# PROMPT:
How many lines of the material contain the string "image"? Reply with the number alone.

◇ ◇ ◇ ◇ ◇ ◇ ◇

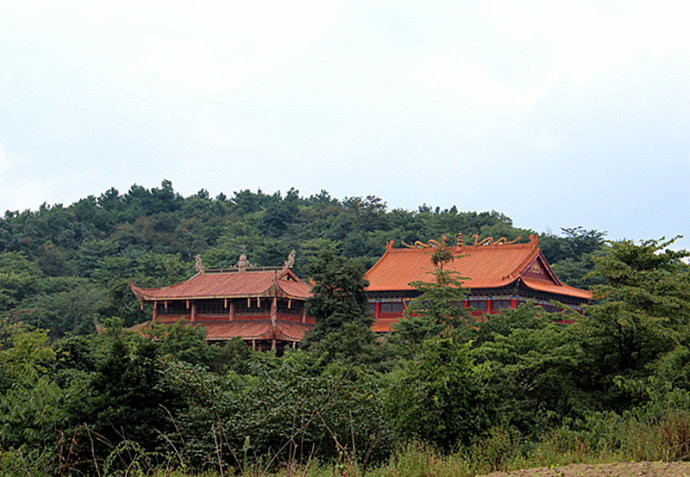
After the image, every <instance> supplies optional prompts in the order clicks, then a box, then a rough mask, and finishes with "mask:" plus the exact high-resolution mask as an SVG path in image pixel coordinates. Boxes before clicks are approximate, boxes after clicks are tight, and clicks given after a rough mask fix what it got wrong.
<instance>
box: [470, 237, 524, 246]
mask: <svg viewBox="0 0 690 477" xmlns="http://www.w3.org/2000/svg"><path fill="white" fill-rule="evenodd" d="M472 238H474V246H475V247H479V246H489V245H511V244H514V243H517V241H518V240H520V239H521V238H522V236H520V235H518V238H516V239H515V240H511V241H508V239H507V238H506V237H500V238H498V239H496V240H494V238H493V237H486V238H485V239H483V240H481V241H480V240H479V234H474V235H472ZM531 239H532V235H530V241H531Z"/></svg>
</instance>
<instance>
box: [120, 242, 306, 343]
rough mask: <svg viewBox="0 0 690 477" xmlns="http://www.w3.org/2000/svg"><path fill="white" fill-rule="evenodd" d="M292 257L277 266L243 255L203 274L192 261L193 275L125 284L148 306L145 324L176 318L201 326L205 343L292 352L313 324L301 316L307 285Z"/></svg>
mask: <svg viewBox="0 0 690 477" xmlns="http://www.w3.org/2000/svg"><path fill="white" fill-rule="evenodd" d="M293 260H294V253H293V254H291V257H290V258H289V259H288V261H287V262H286V263H285V265H284V266H283V267H255V266H252V265H251V264H250V263H249V262H248V261H247V259H246V257H245V256H244V255H242V256H241V257H240V260H239V261H238V263H237V265H235V266H234V267H232V268H229V269H212V270H211V269H210V270H205V269H204V267H203V265H201V261H200V259H198V258H197V274H196V275H194V276H193V277H191V278H189V279H187V280H185V281H182V282H179V283H175V284H174V285H170V286H165V287H161V288H141V287H138V286H136V285H134V283H133V282H131V283H130V287H131V289H132V292H133V293H134V295H135V296H136V297H137V298H138V299H139V301H140V302H141V306H142V309H143V306H144V304H145V303H151V304H153V317H152V320H151V321H148V322H146V323H144V324H143V325H140V326H139V327H138V329H139V330H140V331H142V332H145V330H146V328H147V327H149V326H150V324H151V323H160V324H171V323H176V322H178V321H179V320H181V319H185V320H187V321H189V322H190V323H191V324H192V325H193V326H203V327H204V328H205V329H206V331H207V336H206V339H207V340H208V341H211V342H213V341H226V340H230V339H232V338H235V337H239V338H241V339H242V340H244V341H245V342H246V343H247V344H249V345H250V346H251V348H252V349H254V350H268V349H272V350H277V351H281V350H282V349H284V348H285V347H286V346H288V347H291V348H296V347H297V346H298V345H299V343H300V341H301V340H302V338H303V337H304V334H305V332H306V331H307V330H309V329H311V328H313V327H314V324H315V320H314V319H313V318H311V317H309V316H307V313H306V306H305V304H306V300H307V298H309V297H310V296H311V285H309V284H308V283H305V282H303V281H301V280H300V279H299V278H298V277H297V275H295V273H294V272H293V271H292V270H290V266H291V265H292V261H293Z"/></svg>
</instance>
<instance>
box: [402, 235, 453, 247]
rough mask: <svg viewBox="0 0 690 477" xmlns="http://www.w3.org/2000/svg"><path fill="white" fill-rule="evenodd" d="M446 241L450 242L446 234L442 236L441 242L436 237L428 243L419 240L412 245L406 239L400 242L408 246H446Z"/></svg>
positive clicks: (430, 240)
mask: <svg viewBox="0 0 690 477" xmlns="http://www.w3.org/2000/svg"><path fill="white" fill-rule="evenodd" d="M446 242H448V237H446V236H445V235H443V236H442V237H441V242H439V241H438V240H434V239H431V240H429V242H427V243H424V242H422V241H420V240H417V241H415V243H414V244H412V245H410V244H409V243H406V242H405V241H404V240H401V241H400V243H402V244H403V246H404V247H407V248H444V247H446Z"/></svg>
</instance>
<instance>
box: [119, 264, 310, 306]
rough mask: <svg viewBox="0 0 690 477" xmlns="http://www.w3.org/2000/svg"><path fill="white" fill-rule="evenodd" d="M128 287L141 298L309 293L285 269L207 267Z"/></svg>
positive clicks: (265, 295)
mask: <svg viewBox="0 0 690 477" xmlns="http://www.w3.org/2000/svg"><path fill="white" fill-rule="evenodd" d="M130 287H131V288H132V292H134V294H135V295H136V296H137V298H139V299H140V300H142V301H153V300H159V301H160V300H184V299H195V298H243V297H255V296H285V297H290V298H298V299H307V298H309V297H310V296H311V285H309V284H308V283H305V282H303V281H301V280H300V279H299V278H298V277H297V275H295V274H294V273H293V272H292V271H291V270H285V269H283V270H277V269H276V270H247V271H243V272H238V271H213V270H208V271H206V272H205V273H199V274H197V275H194V276H193V277H191V278H189V279H187V280H185V281H183V282H179V283H175V284H174V285H170V286H167V287H161V288H141V287H137V286H135V285H134V283H131V284H130Z"/></svg>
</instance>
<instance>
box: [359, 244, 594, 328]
mask: <svg viewBox="0 0 690 477" xmlns="http://www.w3.org/2000/svg"><path fill="white" fill-rule="evenodd" d="M474 237H475V242H474V245H463V239H462V233H460V234H459V237H458V242H457V245H456V246H449V247H447V248H448V250H450V251H451V252H453V254H454V255H455V257H456V258H455V259H454V260H453V261H451V262H449V263H448V264H446V265H445V267H444V268H445V269H447V270H452V271H456V272H458V273H459V276H460V277H463V280H462V282H463V287H466V288H468V289H469V296H468V298H467V299H466V300H465V301H464V303H463V304H462V305H460V306H464V307H465V308H469V307H472V309H473V311H472V314H473V315H474V316H482V315H486V314H492V313H497V312H498V311H499V310H501V309H502V308H517V306H518V305H519V304H520V303H525V302H527V301H531V302H532V303H534V304H535V305H537V306H541V307H543V308H544V309H546V310H547V311H558V310H559V308H557V307H556V306H554V305H553V304H552V303H551V300H556V301H558V302H560V303H563V304H564V305H567V306H568V307H570V308H572V309H573V310H574V311H580V310H581V308H580V306H581V305H582V304H584V303H586V302H587V301H588V300H590V299H591V297H592V294H591V292H589V291H587V290H580V289H578V288H574V287H570V286H568V285H566V284H564V283H562V282H561V281H560V280H559V279H558V278H557V277H556V275H555V274H554V273H553V271H552V270H551V267H550V266H549V264H548V263H547V262H546V258H544V255H543V254H542V252H541V250H540V249H539V241H538V238H537V237H535V236H533V235H530V241H529V242H528V243H516V242H517V240H514V241H512V242H508V241H507V240H506V239H505V238H504V237H502V238H500V239H498V240H493V239H492V238H491V237H489V238H487V239H484V240H482V241H478V237H477V236H476V235H475V236H474ZM518 240H519V239H518ZM439 246H445V243H443V244H440V243H438V242H436V241H433V240H432V241H430V242H429V243H422V242H415V244H414V245H408V244H406V243H405V242H403V248H394V247H393V242H392V241H391V242H389V243H388V244H387V245H386V252H385V253H384V254H383V256H382V257H381V258H380V259H379V261H378V262H376V264H374V266H373V267H371V269H369V271H368V272H367V273H366V275H365V276H364V278H366V279H367V280H368V281H369V286H368V287H367V293H368V295H369V307H370V309H371V311H372V313H373V314H374V316H375V317H376V321H375V323H374V327H373V329H374V331H376V332H379V333H385V332H388V331H390V330H391V327H392V325H394V324H395V323H397V322H398V320H399V319H400V318H401V317H402V316H403V312H404V310H405V307H406V306H407V303H408V302H409V301H410V300H411V299H413V298H414V297H416V296H418V295H419V292H418V291H417V290H415V289H414V288H413V287H412V286H411V285H410V283H411V282H414V281H425V282H430V281H432V280H433V277H432V275H430V272H431V271H432V270H433V269H434V266H433V264H432V262H431V255H432V254H433V253H434V251H435V250H436V248H437V247H439Z"/></svg>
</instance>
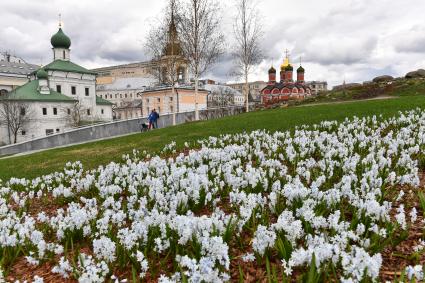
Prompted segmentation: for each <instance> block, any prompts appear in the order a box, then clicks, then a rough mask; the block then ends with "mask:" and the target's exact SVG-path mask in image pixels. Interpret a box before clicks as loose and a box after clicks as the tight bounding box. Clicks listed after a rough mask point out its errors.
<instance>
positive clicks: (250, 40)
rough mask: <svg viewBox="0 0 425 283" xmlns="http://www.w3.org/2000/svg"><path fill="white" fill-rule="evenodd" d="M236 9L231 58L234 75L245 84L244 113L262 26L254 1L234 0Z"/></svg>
mask: <svg viewBox="0 0 425 283" xmlns="http://www.w3.org/2000/svg"><path fill="white" fill-rule="evenodd" d="M234 1H235V6H236V9H237V15H236V17H235V24H234V36H235V41H236V43H235V48H234V50H233V57H234V60H235V65H236V70H237V71H236V74H237V75H238V76H240V77H243V79H244V82H245V87H244V94H245V100H246V101H245V103H246V111H248V110H249V104H248V103H249V101H248V100H249V99H248V98H249V94H248V92H249V86H248V76H249V74H250V73H251V72H252V68H253V67H254V66H256V65H257V64H258V63H260V61H261V59H262V50H261V47H260V41H261V35H262V26H261V22H260V21H259V16H258V10H257V9H256V7H255V3H254V1H255V0H234Z"/></svg>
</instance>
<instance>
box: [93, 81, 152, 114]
mask: <svg viewBox="0 0 425 283" xmlns="http://www.w3.org/2000/svg"><path fill="white" fill-rule="evenodd" d="M151 85H152V80H150V79H146V78H137V77H134V78H116V79H114V81H113V83H110V84H102V85H98V86H97V95H98V96H99V97H100V98H103V99H106V100H108V101H110V102H111V103H113V109H114V119H131V118H136V117H141V116H142V105H141V103H142V94H143V92H144V91H145V90H146V89H147V88H149V87H150V86H151Z"/></svg>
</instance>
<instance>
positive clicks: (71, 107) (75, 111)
mask: <svg viewBox="0 0 425 283" xmlns="http://www.w3.org/2000/svg"><path fill="white" fill-rule="evenodd" d="M61 111H62V112H63V113H64V115H65V117H66V119H67V123H68V124H69V125H70V126H71V127H78V126H81V122H82V121H83V119H82V118H83V116H84V115H85V113H87V109H86V108H85V107H84V106H83V104H82V103H80V101H76V102H75V103H73V104H72V105H71V107H66V108H62V109H61Z"/></svg>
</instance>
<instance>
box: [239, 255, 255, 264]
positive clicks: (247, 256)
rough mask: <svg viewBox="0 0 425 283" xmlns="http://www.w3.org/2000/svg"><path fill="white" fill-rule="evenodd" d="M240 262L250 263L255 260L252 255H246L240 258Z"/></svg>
mask: <svg viewBox="0 0 425 283" xmlns="http://www.w3.org/2000/svg"><path fill="white" fill-rule="evenodd" d="M242 260H243V261H244V262H252V261H254V260H255V256H254V254H253V253H247V254H244V255H243V256H242Z"/></svg>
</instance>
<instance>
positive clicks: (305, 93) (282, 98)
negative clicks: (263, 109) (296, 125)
mask: <svg viewBox="0 0 425 283" xmlns="http://www.w3.org/2000/svg"><path fill="white" fill-rule="evenodd" d="M293 72H294V67H292V65H291V63H290V62H289V56H288V52H286V57H285V60H284V62H283V64H282V65H281V66H280V80H279V81H277V80H276V69H275V68H273V67H271V68H270V70H269V82H268V84H267V86H266V87H265V88H264V89H263V90H262V91H261V100H262V103H263V104H265V105H270V104H274V103H279V102H283V101H288V100H290V99H304V98H305V97H307V96H310V95H311V89H310V87H308V86H306V84H305V81H304V73H305V70H304V68H303V67H302V66H301V64H300V66H299V68H298V69H297V80H296V81H294V79H293Z"/></svg>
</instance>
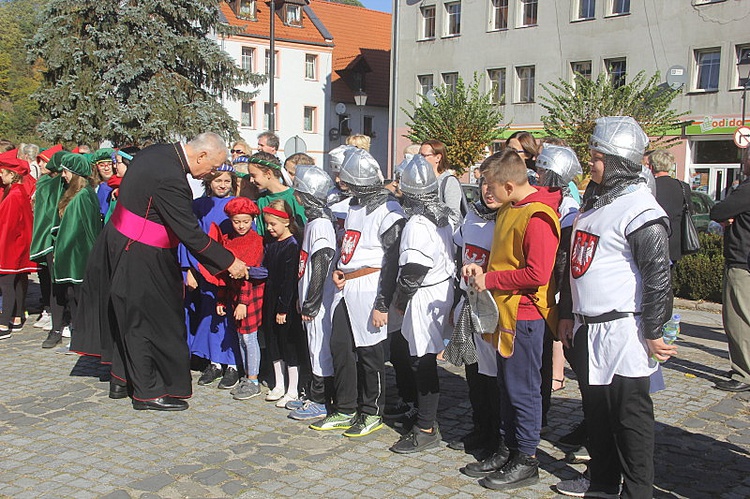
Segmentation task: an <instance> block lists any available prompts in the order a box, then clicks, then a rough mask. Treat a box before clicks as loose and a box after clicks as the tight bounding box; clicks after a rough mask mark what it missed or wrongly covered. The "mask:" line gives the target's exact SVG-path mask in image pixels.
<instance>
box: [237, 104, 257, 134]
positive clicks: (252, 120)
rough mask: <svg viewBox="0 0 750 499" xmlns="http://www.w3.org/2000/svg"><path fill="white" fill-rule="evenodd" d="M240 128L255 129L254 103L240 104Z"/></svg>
mask: <svg viewBox="0 0 750 499" xmlns="http://www.w3.org/2000/svg"><path fill="white" fill-rule="evenodd" d="M246 106H247V108H246ZM245 116H247V120H245ZM240 126H241V127H242V128H255V101H243V102H242V104H241V107H240Z"/></svg>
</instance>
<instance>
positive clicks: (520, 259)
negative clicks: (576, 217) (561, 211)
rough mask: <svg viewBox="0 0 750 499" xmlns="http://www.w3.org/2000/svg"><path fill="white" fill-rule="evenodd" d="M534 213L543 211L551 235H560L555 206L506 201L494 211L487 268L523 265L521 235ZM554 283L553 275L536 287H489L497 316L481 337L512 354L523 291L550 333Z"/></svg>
mask: <svg viewBox="0 0 750 499" xmlns="http://www.w3.org/2000/svg"><path fill="white" fill-rule="evenodd" d="M536 213H545V214H546V215H547V216H548V217H549V219H550V220H551V221H553V223H554V228H555V235H557V237H558V240H559V238H560V220H559V218H558V215H557V213H556V212H555V210H553V209H552V208H550V207H549V206H548V205H546V204H544V203H539V202H534V203H529V204H525V205H523V206H518V207H514V206H513V205H511V204H510V203H507V204H505V205H503V206H502V207H501V208H500V210H499V211H498V212H497V219H496V222H495V233H494V236H493V238H492V250H491V251H490V261H489V265H488V267H487V272H495V271H498V270H517V269H520V268H523V267H524V266H525V265H526V259H525V257H524V254H523V238H524V235H525V234H526V227H527V226H528V224H529V220H530V219H531V217H532V216H533V215H534V214H536ZM556 292H557V286H556V285H555V282H554V275H553V276H551V277H550V281H549V282H548V283H547V284H545V285H544V286H541V287H539V288H537V289H536V290H524V294H521V293H520V292H519V291H518V290H515V291H502V290H492V296H493V297H494V298H495V303H496V304H497V309H498V311H499V316H500V318H499V320H498V324H497V329H496V330H495V332H494V333H491V334H485V335H483V338H484V340H485V341H487V342H489V343H490V344H491V345H492V346H494V347H495V348H497V351H498V352H499V353H500V355H502V356H503V357H505V358H508V357H510V356H512V355H513V343H514V341H515V337H516V317H517V315H518V305H519V303H520V302H521V297H522V296H524V295H526V296H528V297H529V298H531V300H532V301H533V302H534V305H535V306H536V308H537V309H538V310H539V313H540V314H541V316H542V317H543V318H544V320H545V321H546V322H547V325H548V326H549V328H550V330H551V331H552V332H553V334H554V333H555V332H556V330H557V304H556V303H555V293H556Z"/></svg>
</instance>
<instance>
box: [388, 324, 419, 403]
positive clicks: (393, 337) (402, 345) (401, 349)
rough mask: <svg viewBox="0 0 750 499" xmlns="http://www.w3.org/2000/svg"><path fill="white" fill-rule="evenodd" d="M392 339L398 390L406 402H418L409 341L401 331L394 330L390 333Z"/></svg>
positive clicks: (389, 339) (416, 390) (396, 381)
mask: <svg viewBox="0 0 750 499" xmlns="http://www.w3.org/2000/svg"><path fill="white" fill-rule="evenodd" d="M388 338H389V340H390V353H391V355H390V360H391V364H392V365H393V370H394V371H395V372H396V390H397V391H398V396H399V398H400V399H401V400H403V401H404V402H408V403H410V404H416V403H417V384H416V382H415V380H414V375H413V373H412V365H411V356H410V355H409V342H408V341H406V338H404V335H402V334H401V331H394V332H392V333H390V334H389V335H388Z"/></svg>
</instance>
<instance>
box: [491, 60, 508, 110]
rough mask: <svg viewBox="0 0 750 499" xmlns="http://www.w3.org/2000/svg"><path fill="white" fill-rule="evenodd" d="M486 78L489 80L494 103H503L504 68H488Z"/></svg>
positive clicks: (503, 92)
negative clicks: (500, 68) (497, 68)
mask: <svg viewBox="0 0 750 499" xmlns="http://www.w3.org/2000/svg"><path fill="white" fill-rule="evenodd" d="M487 78H488V79H489V80H490V92H492V96H491V98H492V102H493V103H494V104H505V68H501V69H488V70H487Z"/></svg>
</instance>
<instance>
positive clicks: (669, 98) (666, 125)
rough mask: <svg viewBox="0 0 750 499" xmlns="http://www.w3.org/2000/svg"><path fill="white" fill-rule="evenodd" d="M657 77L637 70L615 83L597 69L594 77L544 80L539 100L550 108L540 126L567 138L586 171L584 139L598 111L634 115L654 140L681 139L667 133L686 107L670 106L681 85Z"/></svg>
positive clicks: (616, 115)
mask: <svg viewBox="0 0 750 499" xmlns="http://www.w3.org/2000/svg"><path fill="white" fill-rule="evenodd" d="M659 80H660V76H659V73H656V74H654V75H653V76H651V77H650V78H649V79H646V76H645V73H644V72H643V71H641V72H639V73H638V74H637V75H636V76H635V78H633V81H631V82H630V83H626V84H625V85H622V86H620V87H615V86H614V85H613V84H612V81H611V79H610V78H609V77H608V76H607V75H606V74H605V73H600V74H599V77H598V78H597V79H596V80H591V79H588V78H585V77H582V76H581V75H576V78H575V81H574V82H573V83H570V82H568V81H565V80H564V79H562V78H561V79H560V80H558V81H557V82H552V83H549V84H548V85H542V88H543V89H544V90H545V91H546V92H547V95H546V96H541V97H540V100H541V106H542V107H543V108H544V109H545V110H546V111H547V113H548V114H547V115H546V116H543V117H542V123H544V129H545V131H546V132H547V134H549V135H551V136H553V137H559V138H562V139H565V140H566V141H567V142H568V144H569V145H570V147H572V148H573V150H575V152H576V154H577V155H578V159H579V160H580V161H581V164H582V166H583V169H584V173H588V162H589V159H590V153H589V148H588V142H589V137H590V136H591V133H592V132H593V131H594V125H595V123H594V121H595V120H596V118H600V117H602V116H632V117H633V118H634V119H635V120H636V121H638V123H639V124H640V125H641V126H642V127H643V129H644V131H645V132H646V134H647V135H648V136H649V137H652V138H653V139H652V143H651V145H652V146H655V145H659V146H662V147H664V146H666V147H669V146H670V145H672V144H673V143H674V142H675V141H677V140H679V139H678V138H677V137H665V135H666V133H667V132H668V131H669V130H670V129H674V128H675V127H676V126H677V123H678V122H679V121H680V116H682V115H684V114H686V113H687V111H676V110H674V109H672V108H671V104H672V101H673V100H674V98H675V97H677V95H678V94H679V93H680V90H672V89H670V88H669V87H667V86H666V85H659Z"/></svg>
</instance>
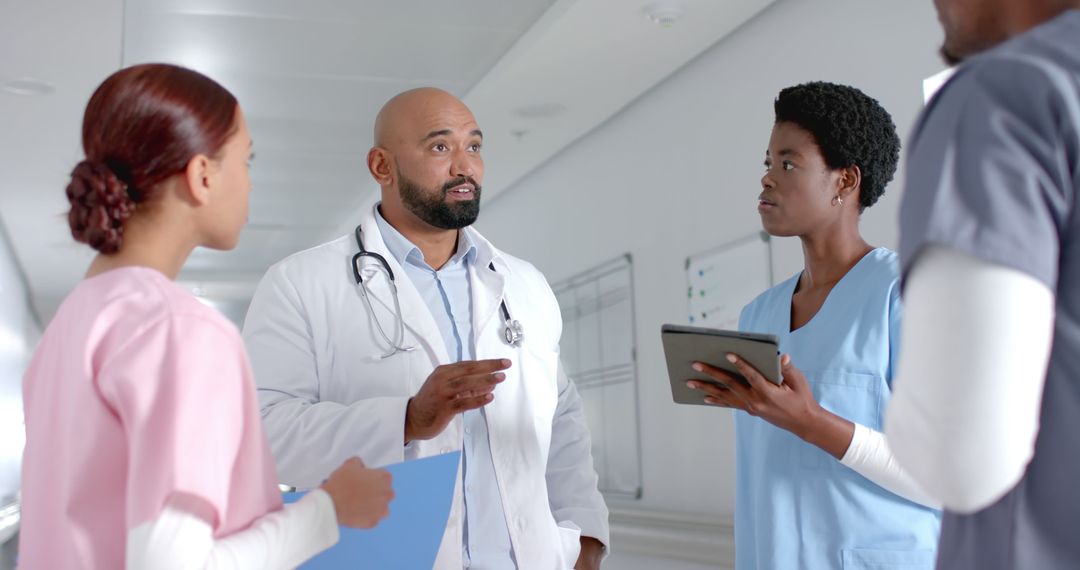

◇ ◇ ◇ ◇ ◇ ◇ ◇

# ANSWER SECTION:
3